===== EXTRAIT DU TEXTE

On exploite des ensembles et des sous-ensembles sociaux à Lourenço Marques, afin de rendre compte des causalités et des effets socialisateurs des liens sociaux qui s’y nouent. A cet effet, on les hiérarchise en trois étapes : d’abord, le niveau individuel et micro-social montre comment les éléments constitutifs de la communauté (une similitude de culture, de mœurs ou d’expérience 73) permettent aux individus d’intégrer des valeurs leur permettant de prendre part dans les relations sociales ; ensuite, le niveau groupal et mésosocial s’efforce de mettre en rapport des valeurs et des références apprises dans des groupes primaires ou par le biais d’autres agents de socialisation, comme principes structurant des modes d’organisation, des groupes ou des identités sociales ; enfin, le niveau macrosocial concerne la sphère du politique, entendue comme espace d’interactivité parce qu’investie par des intérêts multiples. C’est l’instance où le politique cherche à structurer des collectifs d’action et s’occupe par la suite d’en faire la régulation. Des groupes qui y prennent part étant sans cesse dans un rapport de coopération, de conflit ou de domination, le politique s’avère comme un ensemble de discours, de ressources et de techniques en vue du maintien de l’ordre dans la société globale.

Les recherches sur les rapports sociaux à Lourenço Marques se sont inspirées de cette grille d’analyse. Sous cette base, on soutient que la construction du sens communautaire des différents sous-ensembles existants dans cette ville, colons, indiens et noirs, tenait à la nature agissant de leurs intermédiaires. C’est-à-dire tout ce qui constituait la forme et la matière des liens sociaux matérialisant le vécu des gens. C’était par l’entremise de la relation vécue, suivant G. Granai, que se construisaient les liens affectifs, de légitimation ou la prise d’une attitude par rapport au politique :

‘A travers la relation avec autrui, le phénomène social traduit (….) l’avènement d’un niveau original de l’existence : l’existence n’est plus simplement vécue ; elle est exprimée. L’expression est liée à la nature même du rapport humain qui est une communication ; elle surgit de ce retard de réaction par quoi nous avons symbolisé la conscience ; elle est la médiation nécessaire entre moi et autrui, comme elle sera la médiation nécessaire entre moi et les choses74’

Par cette mise au point du lien entre le vécu, le symbolique et ses effets sur le comportement humain, outre ses composantes émotives et représentatives, les liens sociaux comporteraient une dimension rationnelle75. Les rapports entre les réseaux communautaires et les intermédiaires leur servant de support, les rôles assignés à ses agents, l’interaction de leurs intérêts semblent vérifier cette hypothèse.

==========
===== LISTE DES LIGNES

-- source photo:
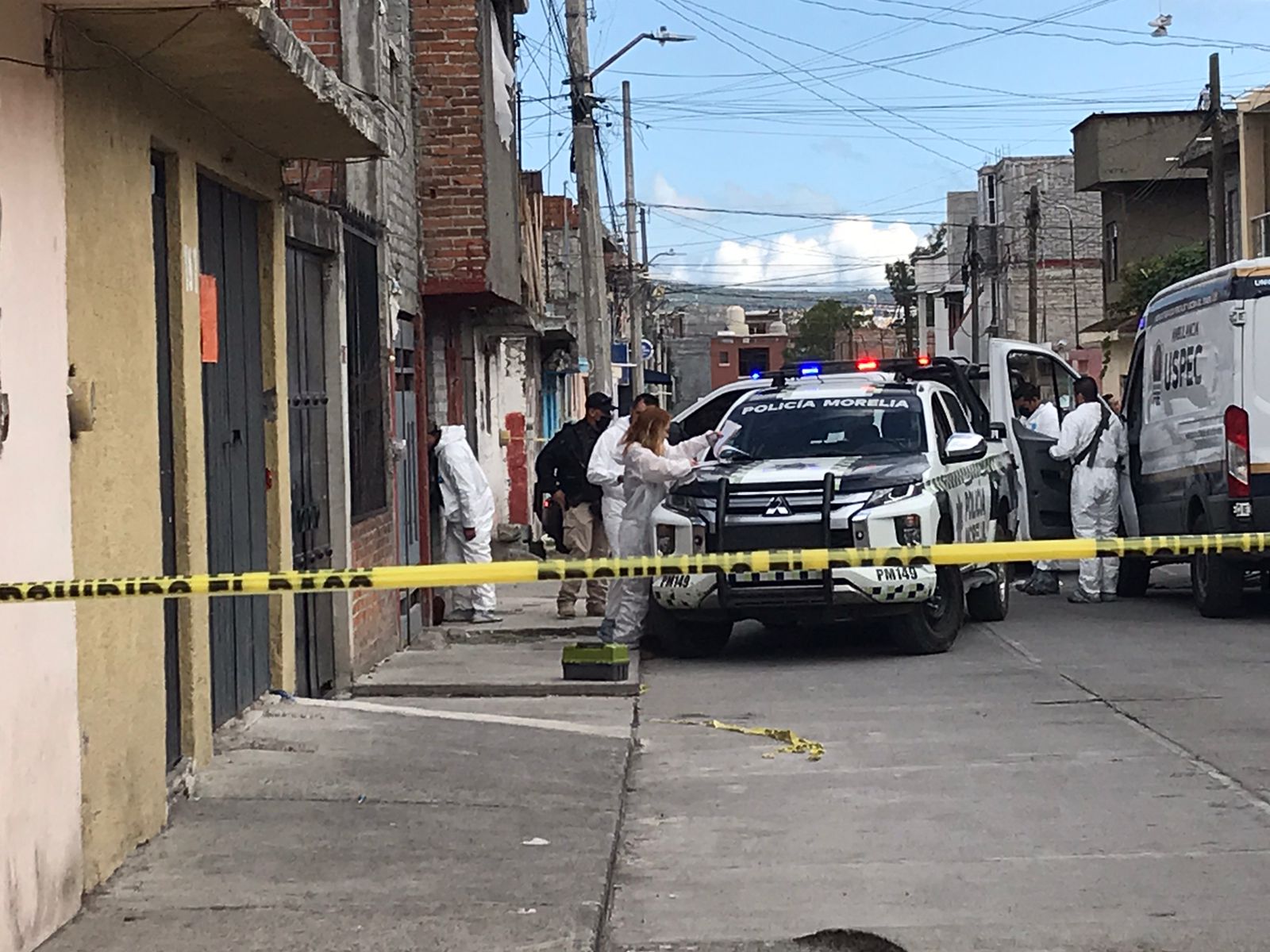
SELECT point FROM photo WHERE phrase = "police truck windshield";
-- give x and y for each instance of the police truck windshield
(776, 427)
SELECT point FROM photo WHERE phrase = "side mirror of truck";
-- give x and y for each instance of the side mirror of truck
(964, 448)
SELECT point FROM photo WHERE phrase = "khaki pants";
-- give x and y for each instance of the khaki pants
(584, 539)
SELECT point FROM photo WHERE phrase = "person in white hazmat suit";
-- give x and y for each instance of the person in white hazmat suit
(468, 511)
(651, 469)
(605, 470)
(1039, 416)
(1094, 440)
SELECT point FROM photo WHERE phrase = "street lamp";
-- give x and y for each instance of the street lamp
(664, 36)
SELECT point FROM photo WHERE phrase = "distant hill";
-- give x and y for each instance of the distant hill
(762, 298)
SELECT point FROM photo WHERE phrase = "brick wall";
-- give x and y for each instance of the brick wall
(448, 63)
(376, 624)
(317, 22)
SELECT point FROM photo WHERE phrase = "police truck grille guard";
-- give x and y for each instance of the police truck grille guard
(825, 537)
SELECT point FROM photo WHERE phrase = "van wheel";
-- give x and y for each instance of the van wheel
(1217, 583)
(991, 603)
(683, 639)
(1134, 578)
(931, 628)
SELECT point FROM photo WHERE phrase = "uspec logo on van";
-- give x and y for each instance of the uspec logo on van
(829, 404)
(1179, 367)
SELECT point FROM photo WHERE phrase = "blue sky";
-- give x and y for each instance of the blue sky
(860, 113)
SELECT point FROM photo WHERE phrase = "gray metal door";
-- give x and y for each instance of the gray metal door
(406, 470)
(310, 482)
(408, 436)
(234, 429)
(167, 470)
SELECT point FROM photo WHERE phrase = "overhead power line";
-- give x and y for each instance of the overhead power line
(1172, 40)
(810, 89)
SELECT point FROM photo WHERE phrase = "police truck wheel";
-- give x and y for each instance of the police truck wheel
(933, 628)
(991, 603)
(1134, 578)
(1217, 582)
(683, 640)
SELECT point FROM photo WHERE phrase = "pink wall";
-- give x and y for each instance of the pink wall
(40, 768)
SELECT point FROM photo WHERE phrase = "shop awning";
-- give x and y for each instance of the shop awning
(1117, 323)
(243, 67)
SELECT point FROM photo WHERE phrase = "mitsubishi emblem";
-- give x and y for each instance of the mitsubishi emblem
(778, 507)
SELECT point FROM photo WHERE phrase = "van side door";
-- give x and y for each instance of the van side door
(1045, 482)
(1134, 524)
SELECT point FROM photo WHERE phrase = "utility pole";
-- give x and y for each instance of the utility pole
(1076, 292)
(1033, 240)
(1217, 182)
(637, 294)
(973, 240)
(597, 332)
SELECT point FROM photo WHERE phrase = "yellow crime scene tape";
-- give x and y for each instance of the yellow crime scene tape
(791, 742)
(422, 577)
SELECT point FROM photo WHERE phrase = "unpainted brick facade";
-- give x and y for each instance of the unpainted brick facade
(1005, 247)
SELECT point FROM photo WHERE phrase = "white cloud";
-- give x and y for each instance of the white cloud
(845, 251)
(850, 251)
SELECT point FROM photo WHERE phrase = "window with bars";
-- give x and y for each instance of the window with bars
(1111, 251)
(366, 447)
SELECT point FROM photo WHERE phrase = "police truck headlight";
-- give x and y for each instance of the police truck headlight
(683, 505)
(666, 539)
(908, 530)
(893, 494)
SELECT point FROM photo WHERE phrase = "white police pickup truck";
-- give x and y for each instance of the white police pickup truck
(899, 452)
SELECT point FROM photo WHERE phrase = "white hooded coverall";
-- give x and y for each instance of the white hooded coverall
(1095, 490)
(605, 470)
(467, 503)
(647, 479)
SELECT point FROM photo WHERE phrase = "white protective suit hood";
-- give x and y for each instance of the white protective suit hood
(465, 494)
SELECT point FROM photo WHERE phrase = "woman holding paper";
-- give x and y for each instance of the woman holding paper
(651, 469)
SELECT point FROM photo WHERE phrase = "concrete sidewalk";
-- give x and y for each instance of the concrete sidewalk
(383, 827)
(518, 657)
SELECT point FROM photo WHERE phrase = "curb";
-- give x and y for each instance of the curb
(606, 903)
(628, 689)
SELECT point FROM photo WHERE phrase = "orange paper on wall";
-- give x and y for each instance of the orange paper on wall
(209, 334)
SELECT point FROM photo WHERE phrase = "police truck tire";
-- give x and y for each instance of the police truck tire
(931, 628)
(1134, 577)
(1217, 582)
(991, 603)
(683, 640)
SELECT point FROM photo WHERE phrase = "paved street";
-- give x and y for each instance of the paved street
(1073, 778)
(1076, 780)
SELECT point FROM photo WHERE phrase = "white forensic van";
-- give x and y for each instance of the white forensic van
(1199, 423)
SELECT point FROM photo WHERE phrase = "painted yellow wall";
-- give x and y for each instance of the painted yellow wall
(114, 117)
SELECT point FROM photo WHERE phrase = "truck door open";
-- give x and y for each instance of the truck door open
(1047, 486)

==========

**TÂCHES À FAIRE**
[1] Compte les lignes où figure le mot "utility", puis donne ce nombre, sans rien d'autre.
[2] Reprends le texte sur les liens sociaux à Lourenço Marques et écris la suite après sa dernière phrase.
Le texte sur les liens sociaux à Lourenço Marques et les lignes n'ont rien à voir entre eux.

**LES RÉPONSES**
[1] 2

[2]
Le patrimoine matériel et symbolique de la communauté blanche (portugaise) ainsi que les rapports de solidarité qu’elle entrenaît entre ses membres se tenaient à un ensemble de valeurs traduisant leur statut de dominants. Langue, religion, danses populaires, cuisine, habillements, système d’enseignement, tous ces processus mettaient en relief la dimension affective de la communauté. Prenant place dans un cadre local, tramé de relations sociales, (famille, école, rapport à d’autres groupes ) ces pratiques culturelles structuraient en chacun des matériaux qui permettaient de poser la conception des rapports de l’individu à son milieu social et, de celui-ci à des sous-groupes composant la société globale. En effet, c’était à travers ces institutions que l’individu acquérait des répertoires variables d’éléments culturels, pour faire jouer l’affectivité. Le système d’enseignement en particulier a été structuré comme une ressource stratégique pour servir une cause politique – la domination.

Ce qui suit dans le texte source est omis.